* [Short task a]
Set down the part of the footballer profile below, starting with "- Number: 81" and going on through "(loan) / 3 / (0)", with no changes.

─── Document section

Abdessamed Bounacer

Personal information
- Date of birth: 11 December 2004 (age 21)
- Place of birth: Staouéli, Algeria
- Height: 1.88 m (6 ft 2 in)
- Position: Centre-back

Team information
- Current team: Al-Shamal (on loan from Al Sadd)
- Number: 81

Youth career
- 2021–2022: USM Alger

Senior career*
- Years: Team / Apps / (Gls)
- 2022–2024: USM Alger / 22 / (0)
- 2024–: Al Sadd / 4 / (0)
- 2025–: → Al-Shamal (loan) / 3 / (0)

International career
- 2022: Algeria U18 / 3 / (0)

= Abdessamed Bounacer =

Algerian footballer (born 2004)

Abdessamed Bounacer (عبد الصمد بوناصر; born December 11, 2004) is an Algerian professional footballer who plays for Al-Shamal, on loan from Al Sadd in the Qatar Stars League.

──────

* [Short task b]
Identify every line in the records below that contains the string "road", matching case, and copy each one in full.

─── Provided records

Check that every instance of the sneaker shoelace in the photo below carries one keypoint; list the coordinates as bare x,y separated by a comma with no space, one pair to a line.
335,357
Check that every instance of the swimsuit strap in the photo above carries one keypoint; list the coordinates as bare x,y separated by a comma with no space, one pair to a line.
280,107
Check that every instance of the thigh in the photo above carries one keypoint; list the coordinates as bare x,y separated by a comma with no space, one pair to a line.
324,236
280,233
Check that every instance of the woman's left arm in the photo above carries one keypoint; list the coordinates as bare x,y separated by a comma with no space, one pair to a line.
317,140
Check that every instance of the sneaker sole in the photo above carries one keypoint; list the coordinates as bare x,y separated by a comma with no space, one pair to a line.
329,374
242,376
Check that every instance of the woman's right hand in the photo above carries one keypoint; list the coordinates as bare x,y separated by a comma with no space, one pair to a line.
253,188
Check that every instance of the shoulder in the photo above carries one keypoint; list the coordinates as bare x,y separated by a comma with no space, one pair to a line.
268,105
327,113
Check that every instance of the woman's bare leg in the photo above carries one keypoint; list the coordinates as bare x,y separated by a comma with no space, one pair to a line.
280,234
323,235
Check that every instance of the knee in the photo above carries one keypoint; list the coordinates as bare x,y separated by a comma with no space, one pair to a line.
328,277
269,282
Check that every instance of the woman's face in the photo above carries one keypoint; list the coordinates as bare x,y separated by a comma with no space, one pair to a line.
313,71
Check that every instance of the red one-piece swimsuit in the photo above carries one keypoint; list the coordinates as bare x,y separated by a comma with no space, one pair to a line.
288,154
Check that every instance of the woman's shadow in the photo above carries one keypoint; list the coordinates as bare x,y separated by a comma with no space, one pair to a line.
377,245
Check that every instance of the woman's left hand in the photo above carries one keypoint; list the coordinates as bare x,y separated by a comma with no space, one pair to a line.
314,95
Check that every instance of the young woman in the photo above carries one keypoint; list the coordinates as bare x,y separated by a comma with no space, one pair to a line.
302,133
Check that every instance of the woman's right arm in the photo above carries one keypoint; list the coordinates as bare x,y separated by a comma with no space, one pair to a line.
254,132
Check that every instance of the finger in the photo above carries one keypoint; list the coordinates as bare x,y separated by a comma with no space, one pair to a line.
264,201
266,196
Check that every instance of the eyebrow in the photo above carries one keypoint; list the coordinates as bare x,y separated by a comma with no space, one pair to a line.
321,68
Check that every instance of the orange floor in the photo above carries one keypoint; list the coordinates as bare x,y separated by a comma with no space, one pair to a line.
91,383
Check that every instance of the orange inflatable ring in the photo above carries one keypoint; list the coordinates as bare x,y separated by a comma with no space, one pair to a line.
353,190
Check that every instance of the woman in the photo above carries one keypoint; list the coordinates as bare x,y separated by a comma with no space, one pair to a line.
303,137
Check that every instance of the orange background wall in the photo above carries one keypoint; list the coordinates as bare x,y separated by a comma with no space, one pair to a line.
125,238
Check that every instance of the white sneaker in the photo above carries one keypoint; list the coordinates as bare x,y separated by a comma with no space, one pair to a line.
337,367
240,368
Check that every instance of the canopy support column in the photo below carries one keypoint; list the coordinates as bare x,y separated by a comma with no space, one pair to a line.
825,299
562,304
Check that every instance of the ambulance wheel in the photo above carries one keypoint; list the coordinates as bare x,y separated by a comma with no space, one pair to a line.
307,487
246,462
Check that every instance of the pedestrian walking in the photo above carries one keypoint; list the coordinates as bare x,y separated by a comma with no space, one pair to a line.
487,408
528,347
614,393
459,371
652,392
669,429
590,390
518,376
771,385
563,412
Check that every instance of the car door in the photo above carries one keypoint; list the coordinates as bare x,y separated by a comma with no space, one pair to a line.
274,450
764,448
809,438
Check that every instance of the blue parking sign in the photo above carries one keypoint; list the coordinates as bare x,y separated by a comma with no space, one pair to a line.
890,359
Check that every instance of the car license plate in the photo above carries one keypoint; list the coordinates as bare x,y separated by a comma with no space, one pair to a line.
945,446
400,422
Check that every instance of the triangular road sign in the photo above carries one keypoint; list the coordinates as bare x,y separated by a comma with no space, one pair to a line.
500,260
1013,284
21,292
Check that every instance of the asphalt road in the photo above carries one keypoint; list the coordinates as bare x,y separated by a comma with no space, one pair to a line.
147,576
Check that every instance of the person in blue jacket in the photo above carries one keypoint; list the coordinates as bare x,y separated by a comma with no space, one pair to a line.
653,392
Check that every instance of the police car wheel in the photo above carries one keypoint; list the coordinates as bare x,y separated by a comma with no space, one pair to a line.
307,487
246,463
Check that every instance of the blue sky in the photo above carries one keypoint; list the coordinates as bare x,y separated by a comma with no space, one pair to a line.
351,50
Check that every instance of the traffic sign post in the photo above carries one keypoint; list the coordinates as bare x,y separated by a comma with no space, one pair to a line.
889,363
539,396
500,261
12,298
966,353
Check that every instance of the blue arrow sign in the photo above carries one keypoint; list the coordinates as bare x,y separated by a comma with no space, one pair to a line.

──────

* [Problem solution a]
- Number: 81

Youth career
- 2021–2022: USM Alger

Senior career*
- Years: Team / Apps / (Gls)
- 2022–2024: USM Alger / 22 / (0)
- 2024–: Al Sadd / 4 / (0)
- 2025–: → Al-Shamal (loan) / 3 / (0)

* [Problem solution b]
Check that every instance of the triangular road sign in the photo above carries one keypoint; list the coordinates as bare x,y separated by a comma with no space, one pair to a line.
Check that every instance of the asphalt road in the photo above carries one keypoint; list the coordinates as bare x,y separated by a comma with no space, one pair to a line.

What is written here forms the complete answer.